__Task to complete__.
From the data that follows, copy every line holding the string "Spot".

[Natural-language object grounding data]

>>>

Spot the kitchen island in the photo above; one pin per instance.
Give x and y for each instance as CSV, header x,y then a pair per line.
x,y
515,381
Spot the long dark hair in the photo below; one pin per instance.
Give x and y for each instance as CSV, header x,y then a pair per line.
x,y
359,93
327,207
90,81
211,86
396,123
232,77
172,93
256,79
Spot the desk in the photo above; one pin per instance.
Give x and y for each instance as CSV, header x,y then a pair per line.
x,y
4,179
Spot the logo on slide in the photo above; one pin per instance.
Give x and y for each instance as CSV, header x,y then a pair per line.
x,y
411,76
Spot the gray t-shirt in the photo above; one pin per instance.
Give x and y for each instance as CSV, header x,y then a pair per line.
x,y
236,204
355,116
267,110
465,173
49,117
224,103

<<<

__Result below__.
Spot the kitchen island in the photo above; one pin per instance.
Spot the long dark hair in the photo below; one pin per instance.
Spot the desk in the photo above; one pin per instance.
Spot the logo on slide in the photo above; one pin per instance.
Spot the gray t-shirt in the photo above; one pin per instance.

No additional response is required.